Stated task: The lines to be set down run from the line containing "Task: Tag the tree" through the final line of the data below; print them exactly and print nothing else.

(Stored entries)

====

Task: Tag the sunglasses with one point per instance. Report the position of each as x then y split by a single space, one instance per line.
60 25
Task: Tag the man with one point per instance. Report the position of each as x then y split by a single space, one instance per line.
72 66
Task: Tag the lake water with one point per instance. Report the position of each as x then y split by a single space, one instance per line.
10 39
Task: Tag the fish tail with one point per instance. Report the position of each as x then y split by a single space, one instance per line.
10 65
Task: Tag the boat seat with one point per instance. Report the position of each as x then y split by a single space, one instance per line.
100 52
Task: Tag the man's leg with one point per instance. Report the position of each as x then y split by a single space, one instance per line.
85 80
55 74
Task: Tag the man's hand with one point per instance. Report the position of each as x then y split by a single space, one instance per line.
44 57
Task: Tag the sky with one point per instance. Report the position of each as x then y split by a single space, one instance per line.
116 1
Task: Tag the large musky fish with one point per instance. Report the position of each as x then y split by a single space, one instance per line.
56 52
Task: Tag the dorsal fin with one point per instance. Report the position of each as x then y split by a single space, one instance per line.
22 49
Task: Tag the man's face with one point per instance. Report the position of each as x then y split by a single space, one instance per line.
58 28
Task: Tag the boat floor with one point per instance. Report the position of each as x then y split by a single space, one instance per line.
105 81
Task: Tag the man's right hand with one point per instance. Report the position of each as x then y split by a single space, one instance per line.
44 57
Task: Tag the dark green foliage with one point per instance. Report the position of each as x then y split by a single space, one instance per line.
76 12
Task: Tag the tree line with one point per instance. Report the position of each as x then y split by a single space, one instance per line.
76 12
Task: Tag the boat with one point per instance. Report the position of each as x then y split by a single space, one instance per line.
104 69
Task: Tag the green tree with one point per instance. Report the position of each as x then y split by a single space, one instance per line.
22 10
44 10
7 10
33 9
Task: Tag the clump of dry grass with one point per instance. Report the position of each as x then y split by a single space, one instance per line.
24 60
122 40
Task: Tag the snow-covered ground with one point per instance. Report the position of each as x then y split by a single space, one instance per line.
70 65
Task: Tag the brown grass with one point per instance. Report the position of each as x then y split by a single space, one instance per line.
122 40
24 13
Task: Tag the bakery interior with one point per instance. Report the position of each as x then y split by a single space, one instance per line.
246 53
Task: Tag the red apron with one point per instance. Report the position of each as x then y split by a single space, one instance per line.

====

Response:
Task: Tag the tree line with one point per instance. Report the position of each as x then y split by a single space, one instance per line.
76 12
Task: Tag the boat with one point per instance. Report the position of each as x then y split by a single space, one instance per line.
104 69
Task: Tag the green tree with one point per instance. Report the position of each as x then y split by a single space, one instance per line.
22 10
44 10
7 10
33 9
Task: Tag the clump of dry grass with one point per instance. Report the position of each as x then y split by a single space, one instance per line.
24 60
122 40
Task: Tag the snow-covered ground with one point per instance. Report the position of each as x then y split by a single space, one instance per line.
70 65
Task: Tag the brown grass with one point per instance. Report the position of each as x then y split by a single space, one instance per line.
122 40
24 13
Task: Tag the bakery interior with one point per instance. Report the position of each as x then y split by a single space, one instance per line.
246 53
Task: Tag the red apron with one point per instance. Report the position of each as x then y split by a single space, one instance per line.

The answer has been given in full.